#### [What to produce]
Retype the data in its entirety, with no word changed.

---------- Records provided

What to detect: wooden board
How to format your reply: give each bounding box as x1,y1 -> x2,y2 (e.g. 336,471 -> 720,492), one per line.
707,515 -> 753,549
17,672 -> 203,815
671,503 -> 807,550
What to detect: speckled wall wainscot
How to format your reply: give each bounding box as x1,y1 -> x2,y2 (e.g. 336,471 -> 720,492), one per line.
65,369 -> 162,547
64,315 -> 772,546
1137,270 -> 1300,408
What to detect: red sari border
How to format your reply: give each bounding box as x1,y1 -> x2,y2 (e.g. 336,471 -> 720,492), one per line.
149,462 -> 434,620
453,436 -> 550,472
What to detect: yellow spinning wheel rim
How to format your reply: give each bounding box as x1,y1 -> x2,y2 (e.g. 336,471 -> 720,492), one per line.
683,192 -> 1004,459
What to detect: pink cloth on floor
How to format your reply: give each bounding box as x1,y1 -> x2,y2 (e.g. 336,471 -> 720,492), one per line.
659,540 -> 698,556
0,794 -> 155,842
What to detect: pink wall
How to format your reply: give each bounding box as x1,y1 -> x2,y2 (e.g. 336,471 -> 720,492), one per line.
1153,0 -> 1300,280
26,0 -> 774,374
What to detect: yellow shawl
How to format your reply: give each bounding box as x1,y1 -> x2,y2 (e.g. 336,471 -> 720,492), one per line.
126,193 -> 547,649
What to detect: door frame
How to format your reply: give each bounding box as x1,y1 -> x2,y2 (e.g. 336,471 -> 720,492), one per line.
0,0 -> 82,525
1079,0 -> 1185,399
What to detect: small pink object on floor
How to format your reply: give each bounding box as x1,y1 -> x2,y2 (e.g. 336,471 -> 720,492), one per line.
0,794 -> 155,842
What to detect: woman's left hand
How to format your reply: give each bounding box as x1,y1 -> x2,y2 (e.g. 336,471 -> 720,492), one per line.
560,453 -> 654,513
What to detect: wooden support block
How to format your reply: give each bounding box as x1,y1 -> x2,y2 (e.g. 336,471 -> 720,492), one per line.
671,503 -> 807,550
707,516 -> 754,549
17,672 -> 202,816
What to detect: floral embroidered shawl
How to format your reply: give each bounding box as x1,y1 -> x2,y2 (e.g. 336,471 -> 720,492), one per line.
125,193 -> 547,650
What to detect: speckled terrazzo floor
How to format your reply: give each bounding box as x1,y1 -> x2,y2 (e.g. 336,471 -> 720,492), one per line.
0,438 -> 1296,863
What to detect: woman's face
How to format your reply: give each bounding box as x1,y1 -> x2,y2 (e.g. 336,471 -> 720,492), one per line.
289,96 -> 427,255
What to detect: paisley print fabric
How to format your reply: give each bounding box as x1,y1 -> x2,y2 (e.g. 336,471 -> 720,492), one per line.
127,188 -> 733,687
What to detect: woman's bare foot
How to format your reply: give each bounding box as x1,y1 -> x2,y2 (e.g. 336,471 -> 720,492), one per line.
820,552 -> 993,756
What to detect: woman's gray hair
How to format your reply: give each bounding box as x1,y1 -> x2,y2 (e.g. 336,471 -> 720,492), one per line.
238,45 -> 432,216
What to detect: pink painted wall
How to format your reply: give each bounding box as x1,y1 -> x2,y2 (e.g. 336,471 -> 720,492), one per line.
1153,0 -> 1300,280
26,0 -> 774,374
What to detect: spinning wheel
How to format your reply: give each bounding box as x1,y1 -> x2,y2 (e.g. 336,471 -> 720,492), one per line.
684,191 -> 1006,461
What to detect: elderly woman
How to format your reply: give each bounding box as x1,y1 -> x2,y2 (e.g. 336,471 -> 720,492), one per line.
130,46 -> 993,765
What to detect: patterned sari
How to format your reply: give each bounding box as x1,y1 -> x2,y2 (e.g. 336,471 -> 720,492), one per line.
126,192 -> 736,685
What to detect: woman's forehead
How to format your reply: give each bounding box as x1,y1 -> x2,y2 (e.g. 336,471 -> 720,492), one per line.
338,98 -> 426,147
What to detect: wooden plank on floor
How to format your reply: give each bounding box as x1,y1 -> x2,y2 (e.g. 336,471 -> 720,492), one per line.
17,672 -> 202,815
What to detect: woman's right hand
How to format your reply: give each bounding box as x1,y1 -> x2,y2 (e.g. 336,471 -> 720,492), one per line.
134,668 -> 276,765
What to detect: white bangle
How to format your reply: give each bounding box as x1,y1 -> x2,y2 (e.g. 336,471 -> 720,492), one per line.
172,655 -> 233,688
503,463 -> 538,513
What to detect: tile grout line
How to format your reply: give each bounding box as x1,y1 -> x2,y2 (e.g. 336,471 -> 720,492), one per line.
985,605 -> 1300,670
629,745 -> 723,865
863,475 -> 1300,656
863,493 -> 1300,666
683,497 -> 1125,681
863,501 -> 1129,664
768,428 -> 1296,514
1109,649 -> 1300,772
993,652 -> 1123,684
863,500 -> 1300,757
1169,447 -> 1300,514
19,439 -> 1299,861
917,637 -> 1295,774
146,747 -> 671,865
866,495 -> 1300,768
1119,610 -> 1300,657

--------------------

#### [Exercise result]
What to detect: wooden board
How to format your reply: give each bounding box as x1,y1 -> x2,y2 (e.g. 336,471 -> 720,492), one per line.
707,515 -> 753,549
17,672 -> 203,815
671,503 -> 807,550
What to detect: speckled wall wainscot
How to format your reply: give each bounding box as x1,y1 -> x2,y2 (e.g. 336,471 -> 720,492), one per line.
65,369 -> 162,547
64,315 -> 772,546
1137,270 -> 1300,408
What to detect: red sari border
How to format your reply: give each bounding box as x1,y1 -> x2,y2 (e.g. 336,471 -> 720,492), one per line.
149,462 -> 434,620
453,436 -> 550,472
What to detect: yellow spinning wheel rim
How to format your reply: give each bounding box as x1,y1 -> x2,y2 (e.g. 336,471 -> 720,492), one per line.
683,192 -> 1004,459
What to detect: pink cloth on floor
How to format your reply: give each bounding box as x1,y1 -> x2,y2 (e.g. 336,471 -> 720,492), one per line.
659,540 -> 698,556
0,794 -> 155,842
What to detect: pink wall
How to format your reply: give each bounding box as x1,y1 -> x2,y2 (e.g. 336,471 -> 720,492), one per line.
1153,0 -> 1300,280
26,0 -> 774,374
What to detect: yellow shawl
How to format your reply: give each bounding box as x1,y1 -> x2,y2 (e.g. 336,471 -> 720,492), one per line.
126,193 -> 547,649
What to detect: door frame
How to format your reply: give each bounding box as x1,y1 -> x2,y2 (e.g. 336,471 -> 720,492), one per line.
0,0 -> 82,525
1079,0 -> 1185,399
What to detect: small pink object on floor
How to format your reply: give each bounding box as x1,y1 -> x2,y2 (e.g. 336,471 -> 720,492), one per line.
0,794 -> 155,842
What to detect: woman's left hand
How to format your reply: give each bounding box as x1,y1 -> x2,y2 (e.g. 336,471 -> 720,492), one per line.
560,453 -> 654,513
What to detect: wooden support block
How to format your reply: give each bounding box as x1,y1 -> x2,y2 (e.g. 336,471 -> 720,492), one per line.
671,503 -> 807,550
707,516 -> 754,549
17,672 -> 202,816
What to detect: floral embroidered shawl
How to format your reply: give each bounding box as x1,y1 -> x2,y2 (e.g. 336,471 -> 720,492), one per line.
125,193 -> 547,650
What to detect: speckled terrazzo floor
How to format your reply: give each bounding box as x1,y1 -> x2,y2 (e.g. 336,471 -> 720,492), one per line.
0,438 -> 1296,863
What to detect: woman's face
How to format your reply: give each bounding box as x1,y1 -> x2,y2 (e.g. 336,471 -> 720,492), one per line.
289,96 -> 427,255
What to detect: paisley print fabric
How to format your reply: give each bounding box as x1,y1 -> x2,y2 (e.g. 336,471 -> 720,492), one per line.
127,188 -> 733,687
What to detect: woman's bare foot
How to format your reply: give each bounding box as x1,y1 -> x2,y2 (e.g. 336,471 -> 720,492), one per line.
820,552 -> 993,756
What to detect: woman's gray hair
How to format your reply: give each bounding box as x1,y1 -> x2,y2 (e.g. 336,471 -> 720,492), one per line.
238,45 -> 432,216
What to detect: pink painted wall
How to format your reply: give each bounding box as x1,y1 -> x2,y2 (e.g. 336,471 -> 720,492), one per line.
1153,0 -> 1300,280
26,0 -> 774,374
What to detect: spinning wheel
How to format your reply: give each bounding box as x1,y1 -> x2,y2 (e.g. 336,471 -> 720,492), one per line.
684,191 -> 1006,461
What to detect: elderly woman
How to format your reply: give each bounding box as x1,y1 -> x2,y2 (e.g. 336,471 -> 720,492), one per line.
130,46 -> 993,765
What to detect: patterned sari
How to format your reply: give each bounding box as x1,y1 -> x2,y2 (e.g. 336,471 -> 720,492), one per line.
126,192 -> 736,685
What to detect: woman's forehead
How to format your reply: give each bounding box as x1,y1 -> x2,y2 (e.g. 336,471 -> 720,492), one per line.
338,98 -> 426,147
What to detect: wooden plank on floor
How to format your reply: give each bounding box as x1,y1 -> x2,y2 (e.g. 336,471 -> 720,492), one per line.
17,672 -> 202,815
What to detect: woman's right hand
How to format your reply: give each bounding box as x1,y1 -> x2,y2 (e.g. 336,471 -> 720,492), one per line.
134,668 -> 276,765
What to detect: white bangle
How to format your reply: give each bounding box as x1,y1 -> x2,y2 (e.g. 336,471 -> 720,492), one per line.
172,655 -> 233,688
503,463 -> 538,513
What to detect: tile grout line
How to format your reply: give each bounding box as x1,y1 -> x2,y2 (e.g. 336,471 -> 720,492), one per line.
985,605 -> 1300,670
629,745 -> 723,865
863,475 -> 1300,656
863,493 -> 1300,666
683,497 -> 1125,681
863,501 -> 1129,664
768,428 -> 1296,514
1109,649 -> 1300,772
993,652 -> 1123,684
863,500 -> 1300,757
1169,447 -> 1300,514
19,439 -> 1299,861
917,637 -> 1295,774
146,747 -> 671,865
866,495 -> 1300,768
1119,610 -> 1300,657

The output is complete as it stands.